⟨

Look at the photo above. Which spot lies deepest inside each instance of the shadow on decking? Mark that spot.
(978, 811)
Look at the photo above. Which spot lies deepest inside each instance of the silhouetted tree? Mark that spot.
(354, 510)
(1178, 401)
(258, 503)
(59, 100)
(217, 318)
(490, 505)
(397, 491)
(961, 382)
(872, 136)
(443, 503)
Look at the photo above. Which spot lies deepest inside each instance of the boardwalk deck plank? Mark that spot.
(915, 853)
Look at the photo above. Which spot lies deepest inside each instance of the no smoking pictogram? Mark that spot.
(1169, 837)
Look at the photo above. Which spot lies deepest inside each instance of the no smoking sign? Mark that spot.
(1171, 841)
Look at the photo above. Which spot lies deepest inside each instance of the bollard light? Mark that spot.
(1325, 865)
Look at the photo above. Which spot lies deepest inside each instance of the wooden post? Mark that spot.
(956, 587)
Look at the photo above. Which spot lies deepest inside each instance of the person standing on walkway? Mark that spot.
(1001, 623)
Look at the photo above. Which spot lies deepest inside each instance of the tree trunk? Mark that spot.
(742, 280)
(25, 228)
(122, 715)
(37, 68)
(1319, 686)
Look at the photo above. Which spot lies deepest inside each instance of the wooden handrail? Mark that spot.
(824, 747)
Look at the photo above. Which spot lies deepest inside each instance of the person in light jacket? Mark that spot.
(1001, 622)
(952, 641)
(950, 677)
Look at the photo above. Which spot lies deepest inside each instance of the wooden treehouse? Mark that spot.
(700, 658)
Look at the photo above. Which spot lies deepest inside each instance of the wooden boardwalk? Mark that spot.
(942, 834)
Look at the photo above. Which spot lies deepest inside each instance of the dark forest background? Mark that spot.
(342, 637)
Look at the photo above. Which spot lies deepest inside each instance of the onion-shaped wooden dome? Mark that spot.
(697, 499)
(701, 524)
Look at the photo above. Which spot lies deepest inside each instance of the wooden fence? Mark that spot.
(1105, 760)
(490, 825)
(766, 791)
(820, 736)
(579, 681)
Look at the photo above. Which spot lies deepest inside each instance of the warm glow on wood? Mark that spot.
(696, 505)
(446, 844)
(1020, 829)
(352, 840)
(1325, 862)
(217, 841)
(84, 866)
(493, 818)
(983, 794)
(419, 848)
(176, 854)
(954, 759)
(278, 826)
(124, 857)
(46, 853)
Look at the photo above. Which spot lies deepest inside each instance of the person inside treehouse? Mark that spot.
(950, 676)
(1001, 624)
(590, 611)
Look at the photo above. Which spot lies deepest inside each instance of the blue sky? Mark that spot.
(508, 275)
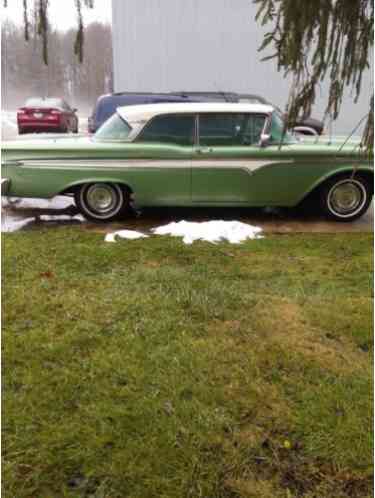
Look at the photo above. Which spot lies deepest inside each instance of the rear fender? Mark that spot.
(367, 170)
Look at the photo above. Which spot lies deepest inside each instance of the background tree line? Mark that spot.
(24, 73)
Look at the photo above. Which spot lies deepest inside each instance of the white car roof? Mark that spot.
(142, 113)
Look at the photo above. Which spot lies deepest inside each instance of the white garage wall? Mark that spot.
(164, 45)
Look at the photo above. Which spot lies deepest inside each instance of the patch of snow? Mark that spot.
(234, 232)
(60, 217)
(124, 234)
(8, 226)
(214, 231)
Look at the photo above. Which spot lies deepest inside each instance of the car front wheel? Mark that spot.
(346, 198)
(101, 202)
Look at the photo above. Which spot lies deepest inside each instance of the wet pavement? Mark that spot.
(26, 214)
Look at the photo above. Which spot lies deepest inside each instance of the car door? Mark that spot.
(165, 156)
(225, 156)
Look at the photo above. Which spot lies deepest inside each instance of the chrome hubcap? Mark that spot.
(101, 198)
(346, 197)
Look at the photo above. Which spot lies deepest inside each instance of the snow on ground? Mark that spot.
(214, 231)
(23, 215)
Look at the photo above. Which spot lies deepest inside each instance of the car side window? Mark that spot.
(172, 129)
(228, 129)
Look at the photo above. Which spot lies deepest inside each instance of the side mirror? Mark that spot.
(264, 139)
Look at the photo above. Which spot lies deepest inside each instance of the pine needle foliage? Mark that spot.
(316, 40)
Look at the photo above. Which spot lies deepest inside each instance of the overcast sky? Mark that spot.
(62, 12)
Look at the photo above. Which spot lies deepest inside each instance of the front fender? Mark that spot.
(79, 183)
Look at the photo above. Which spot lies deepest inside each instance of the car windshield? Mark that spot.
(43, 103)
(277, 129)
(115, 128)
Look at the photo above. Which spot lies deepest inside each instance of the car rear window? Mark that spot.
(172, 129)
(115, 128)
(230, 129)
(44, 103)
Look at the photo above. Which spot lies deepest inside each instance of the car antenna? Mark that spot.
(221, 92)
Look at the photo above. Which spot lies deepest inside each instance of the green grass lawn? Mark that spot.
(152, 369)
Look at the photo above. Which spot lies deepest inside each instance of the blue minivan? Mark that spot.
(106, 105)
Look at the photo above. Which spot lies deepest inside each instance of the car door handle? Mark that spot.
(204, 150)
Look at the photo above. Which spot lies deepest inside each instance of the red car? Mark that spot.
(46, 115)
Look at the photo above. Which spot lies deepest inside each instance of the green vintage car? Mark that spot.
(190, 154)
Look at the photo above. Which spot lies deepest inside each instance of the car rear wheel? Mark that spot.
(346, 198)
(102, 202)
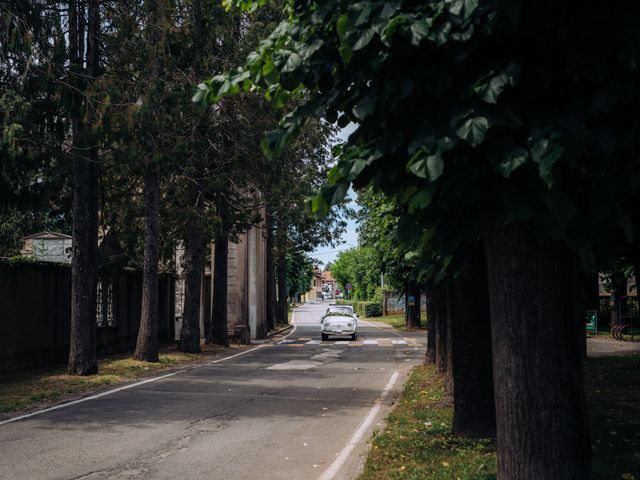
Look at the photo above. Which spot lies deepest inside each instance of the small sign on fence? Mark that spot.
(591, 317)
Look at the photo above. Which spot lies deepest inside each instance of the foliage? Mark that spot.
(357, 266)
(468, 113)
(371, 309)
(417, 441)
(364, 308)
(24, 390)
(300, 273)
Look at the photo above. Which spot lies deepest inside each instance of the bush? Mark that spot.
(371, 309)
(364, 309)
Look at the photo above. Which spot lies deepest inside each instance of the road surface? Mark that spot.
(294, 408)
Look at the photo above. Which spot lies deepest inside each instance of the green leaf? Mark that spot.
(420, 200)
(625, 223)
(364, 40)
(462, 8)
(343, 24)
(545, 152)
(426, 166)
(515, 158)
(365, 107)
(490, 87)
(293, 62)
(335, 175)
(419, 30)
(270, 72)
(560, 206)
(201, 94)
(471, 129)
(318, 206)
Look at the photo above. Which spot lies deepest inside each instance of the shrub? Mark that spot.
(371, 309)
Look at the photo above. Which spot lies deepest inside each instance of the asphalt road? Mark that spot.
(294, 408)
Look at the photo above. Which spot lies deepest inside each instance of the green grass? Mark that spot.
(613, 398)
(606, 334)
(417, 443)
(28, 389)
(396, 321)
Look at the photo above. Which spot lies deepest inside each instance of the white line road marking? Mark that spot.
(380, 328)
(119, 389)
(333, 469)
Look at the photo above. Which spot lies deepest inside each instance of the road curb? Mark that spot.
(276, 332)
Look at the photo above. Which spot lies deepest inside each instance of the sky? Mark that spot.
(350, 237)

⟩

- Activity
Restate, word for word, all of the material above, leaving out the images.

- Task output
Look at the photo above. Which spot lies deepest inside each instance of the shadow on decking? Mark that spot.
(978, 811)
Look at the photo above. Which spot lies deepest inside each instance of the silhouetted tree? Mark that spot.
(354, 510)
(1178, 401)
(258, 503)
(59, 100)
(217, 318)
(490, 505)
(397, 491)
(961, 382)
(872, 136)
(443, 503)
Look at the photo above. Which spot lies deepest inside each instance of the boardwalk deck plank? Mark that spot.
(915, 853)
Look at the photo above. Which spot lies deepest inside each instance of the no smoking pictogram? Mark that spot.
(1169, 837)
Look at the photo above. Which spot lies deepest inside each instance of the no smoking sign? Mark that spot.
(1171, 841)
Look at the photo above. Which spot lies deepest inside each instance of the bollard light? Mark that spot.
(1325, 865)
Look at the photo above. Which spot lies deepest inside each instance of the wooden post? Mark that spot.
(956, 587)
Look at the photo above. Which spot lies deepest inside each instance of the person standing on walkway? Mark that spot.
(1001, 623)
Look at the photo above. Which spot lies deepest inside each instance of the tree trunk? Mark that spot.
(742, 280)
(25, 228)
(122, 715)
(37, 68)
(1319, 686)
Look at the photo above. Which spot lies deepest inside each instance of the wooden handrail? Mark that spot.
(824, 747)
Look at the photo above. Which spot lies deepest inside each instance of the person in light jacket? Mark that spot.
(1001, 622)
(952, 641)
(950, 677)
Look at the photo above. Which spot lies deepest inside each instance of the wooden treehouse? Mark that spot.
(700, 658)
Look at the photo above. Which spot lies deepest inside each instance of the wooden boardwalk? Mark that spot.
(942, 834)
Look at the photo above. Which spot lies deepest inside each instance of the dark forest background? Mark that spot.
(342, 637)
Look at the photo above. Which spot lies deepest inside each instance of the onion-shaped wooden dome? Mark that spot.
(697, 499)
(701, 524)
Look at the photo above. Which spot lies deepest inside each instance of the wooden fence? Mark that spot.
(1105, 760)
(490, 825)
(766, 791)
(820, 736)
(579, 681)
Look at the photo above. Which spot lies deepest inside each instance of the warm glow on wood? Mark that spot.
(696, 505)
(446, 844)
(1020, 829)
(352, 840)
(1325, 862)
(217, 841)
(84, 866)
(493, 818)
(983, 794)
(419, 848)
(176, 854)
(954, 759)
(278, 826)
(124, 857)
(46, 853)
Look at the photo above. Which spot lies deepest inside each instance of the person inside treehouse? Mark that spot.
(950, 676)
(1001, 624)
(590, 611)
Look at the photo above. Which spot lies deepest inside each instance of the blue sky? Mark that spot.
(508, 275)
Look at the photo above. Which spot lies deepest inside each instance of the rear fender? Mark that spot.
(367, 170)
Look at the photo above. Which spot lies deepest inside each instance of the background tree line? Mark that spot.
(24, 73)
Look at the photo above. Which spot lies deepest inside each instance of the white car roof? Mark that spot.
(142, 113)
Look at the photo above. Which spot lies deepest inside each instance of the white garage wall? Mark that spot.
(164, 45)
Look at the photo above. Which spot lies deepest inside each instance of the patch of snow? Mark that spot.
(234, 232)
(60, 217)
(124, 234)
(8, 226)
(214, 231)
Look at the photo above. Which spot lies deepest inside each instance of the car front wheel? Mark that spot.
(346, 198)
(101, 202)
Look at the photo above. Which spot lies deepest inside each instance of the wet pavement? Mark that spot.
(26, 214)
Look at the photo above. Which spot lies deepest inside each instance of the car door? Mark that spot.
(165, 156)
(225, 156)
Look at the photo above. Which spot lies deepest inside each instance of the chrome hubcap? Mark that spot.
(101, 198)
(346, 197)
Look at the photo above. Which spot lies deepest inside each instance of the snow on ground? Mark that spot.
(214, 231)
(23, 215)
Look at the photo above. Which spot lies deepest inside each instance of the car side window? Mark that spot.
(172, 129)
(228, 129)
Look at the photo above. Which spot lies deepest inside each instance of the side mirror? Mark that spot.
(264, 139)
Look at the photo above. Which spot lies deepest inside each instance of the pine needle foliage? Mark that spot.
(316, 40)
Look at the photo above. Which spot lies deepest inside each instance of the overcast sky? Mark that spot.
(62, 12)
Look at the photo above. Which spot lies deepest inside each instance of the front fender? Mark that spot.
(79, 183)
Look at the photo above. Which spot lies deepest inside each instance of the car windshield? Mark that spot.
(43, 103)
(277, 129)
(115, 128)
Look at the photo above. Which spot lies deepest inside each instance of the car rear window? Mark that spot.
(172, 129)
(115, 128)
(230, 129)
(44, 103)
Look at the photo above. Which spot lies deepest inside each instance of the car antenna? Mark that spot.
(221, 92)
Look at the photo above. Which spot lies deepest inside each instance of the green grass lawn? Mark that spot.
(152, 369)
Look at the photo above. Which spot lies deepest inside each instance of the blue minivan? Mark that spot.
(106, 105)
Look at the photo above. Which spot lies deepest inside each instance of the car door handle? Mark that spot.
(204, 150)
Look at the photo above. Which spot lies deepest inside each instance of the red car? Mark that spot.
(46, 115)
Look at the photo above. Which spot lies deepest inside each instance of the green vintage car? Mark that spot.
(190, 154)
Look at the photo above. Which spot lies deepest inside each instance of the car rear wheel? Mark that spot.
(346, 198)
(102, 202)
Look at the photo above. Which spot lies deepest inside each instance of the small sign on fence? Mark that spot.
(591, 317)
Look at the photo above. Which spot lies deepest inside each instance of the foliage? Mark that spot.
(357, 266)
(468, 113)
(371, 309)
(417, 441)
(364, 308)
(24, 390)
(300, 273)
Look at the photo above. Which spot lies deepest inside each instance of the bush? Mark that spot.
(371, 309)
(364, 309)
Look at the photo above. Which spot lies deepest inside each instance of the road surface? Mark that spot.
(294, 408)
Look at the photo above. Which spot lies deepest inside each instance of the green leaf? Mark that spot.
(420, 200)
(625, 223)
(364, 40)
(462, 8)
(343, 24)
(545, 152)
(426, 166)
(515, 158)
(365, 107)
(490, 87)
(293, 62)
(335, 175)
(419, 30)
(270, 72)
(560, 206)
(201, 94)
(471, 129)
(318, 206)
Look at the photo above. Which spot lies deepest inside each instance of the shrub? Mark that spot.
(371, 309)
Look at the photo above. Which spot lies deepest inside each instance of the asphalt road? Mark that spot.
(294, 408)
Look at the photo above. Which spot lies deepest inside each instance of the green grass? Mark that spot.
(613, 398)
(606, 334)
(417, 443)
(28, 389)
(396, 321)
Look at the photo above. Which spot lies deepest inside each instance of the white line road marking? Mark that spot.
(380, 328)
(119, 389)
(333, 469)
Look at the photo above. Which spot lies deepest inside each instance of the road curb? Mark that spot.
(276, 332)
Look at the photo above. Which spot lies deepest inside each instance of the sky? Mark that spot.
(350, 237)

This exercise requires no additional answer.